*** Opening of TEXT SHOWN ***

Adams Stirling PLC


QUESTION: Can a board add, change, or make up rules that are not in the CC&Rs? Our board decided that all condos with wood/gas burning fireplaces can ONLY use gas. I bought a condo with a wood fireplace. It was important to me. I do not like that they arbitrarily made this decision without homeowners' input. In addition, the first offense will cost $1,000 and the second offense $2,000. Can they do this?

ANSWER: If you review your governing documents, you will find language authorizing your association to adopt rules. In addition, you will likely find broad language authorizing it to address health and safety issues. As with all things one might enjoy, fireplaces and stoves are now heavily regulated throughout California. The reasons involve health and safety.

Safety. Wood-burning fireplaces can produce large amounts of soot and creosote which coat the interior of a chimney. The buildup can create dangerous chimney fires. The danger can be avoided with regular cleaning of the chimney but most associations and condo owners seem unsure who is responsible for it and neither wants to pay the bill. Our firm has written legal opinions for many associations interpreting their CC&Rs on this issue. We've amended even more documents to make duties clear.

Pollution. Then there is the pollution problem. In most areas of the country, wood-burning stoves and fireplaces are the largest source of pollution generated by residences. In some areas, they create 80% of airborne particulates during the winter. According to the Environmental Protection Agency (EPA), "The fine particles in smoke...can get deep into the lungs, harming the lungs, blood vessels and heart. People with heart, vascular or lung disease, older adults and children are the most at risk." To address this problem, the EPA issued new regulations in 2015 restricting wood-burning devices.

Most counties in California now regulate or ban wood-burning fireplaces and stoves in all new construction. For example, beginning November 1, 2016, wood-burning devices are banned in all new construction in seven San Francisco Bay Area counties. Nine counties in the San Joaquin Valley not only limit them in new construction, they also require all existing wood stoves be replaced with an EPA certified wood stove when a home is sold.

*** Close of TEXT SHOWN ***

ACTIVITY 1: Translate this sentence from the article on condo fireplace rules into Spanish: "The buildup can create dangerous chimney fires."
ACTIVITY 2: From the article on condo fireplace rules, quote the stretch from "Safety. Wood-burning fireplaces" through "make duties clear.".
ACTIVITY 3: Continue the article on condo fireplace rules from the point where it stops.

*** Opening of RECORDS PROVIDED ***

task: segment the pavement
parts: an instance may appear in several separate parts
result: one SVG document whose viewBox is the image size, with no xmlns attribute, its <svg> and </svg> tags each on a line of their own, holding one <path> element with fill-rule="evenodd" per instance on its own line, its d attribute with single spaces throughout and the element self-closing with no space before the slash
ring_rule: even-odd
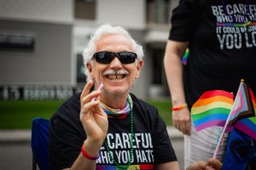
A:
<svg viewBox="0 0 256 170">
<path fill-rule="evenodd" d="M 183 169 L 183 138 L 180 132 L 167 127 L 180 169 Z M 0 129 L 0 169 L 32 169 L 31 130 Z M 11 165 L 11 166 L 10 166 Z M 11 168 L 10 168 L 11 167 Z"/>
<path fill-rule="evenodd" d="M 183 138 L 182 133 L 173 127 L 167 127 L 167 132 L 171 139 Z M 30 142 L 31 129 L 0 130 L 0 143 L 9 142 Z"/>
</svg>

*** Close of RECORDS PROVIDED ***

ANSWER BOX 1: La acumulación puede provocar incendios peligrosos en la chimenea.

ANSWER BOX 2:
Safety. Wood-burning fireplaces can produce large amounts of soot and creosote which coat the interior of a chimney. The buildup can create dangerous chimney fires. The danger can be avoided with regular cleaning of the chimney but most associations and condo owners seem unsure who is responsible for it and neither wants to pay the bill. Our firm has written legal opinions for many associations interpreting their CC&Rs on this issue. We've amended even more documents to make duties clear.

ANSWER BOX 3:
Reasonable. Is it reasonable for a board to require owners to switch to gas? As provided in Civil Code § 4350, to be enforceable rules must:

1. Be in writing.
2. Be within the authority of the board conferred by law or CC&Rs, articles, or bylaws.
3. Not be in conflict with the law or governing documents.
4. Have been adopted, amended, or repealed in good faith.
5. Be reasonable.

A judge would likely find the gas-only rule meets the above criteria since both state and federal regulations already restrict the wood-burning stoves and fireplaces.

Maintenance Responsibility. Determining responsibility for maintenance of fireplaces in condominium associations can be challenging. Older CC&Rs are generally silent about fireplace maintenance, repairs and replacement. There is a difference of opinion in the legal community. Some believe the fireplace falls outside the boundaries of the unit and is entirely the responsibility of the association. That includes the chimney, flue and firebox. There is a contrary opinion that makes the fireplace box part of the unit and the responsibility of the unit owner, especially since the only the owner receives a benefit from the fireplace and if something were to go wrong with the fireplace it would likely be due to the owner's actions.

In addition, if the CC&Rs make the owner responsible for mechanical equipment servicing their unit, that this includes the fireplace. Many municipal codes define mechanical systems to include anything that provides heating to a unit. For example, Section 103 of the LA County Mechanical Code entitled “Scope” states, “The provisions of this Code shall apply to the erection, installation, alteration, repair, relocation, replacement, addition to, use, or maintenance of any heating, ventilating, cooling, refrigeration systems, incinerators or other miscellaneous heat-producing appliances.”

Chimney Fires. The chimney vents hot gases, soot and embers from the fireplace. Over time, the inside of the chimney is coated with soot, which can lead to chimney fires. According to the National Fire Protection Association, there are 26,000 residential chimney fires each year. In addition, bird nests or other obstructions in chimneys can lead to carbon monoxide poisoning when gases are forced into units. Associations should inspect and clean all common area chimneys on a regular basis. Depending on the type of materials burned in fireplaces and their frequency of usage, chimneys could need cleaning every year.

Recommendation: Boards should consult with legal counsel to determine fireplace maintenance duties and with a professional chimney sweep regarding inspection and cleaning schedules. In addition, governing documents should be amended to clearly assign maintenance, repair and replacement responsibilities for fireplaces.

Barbecues. See safety issues related to "Propane Barbecues."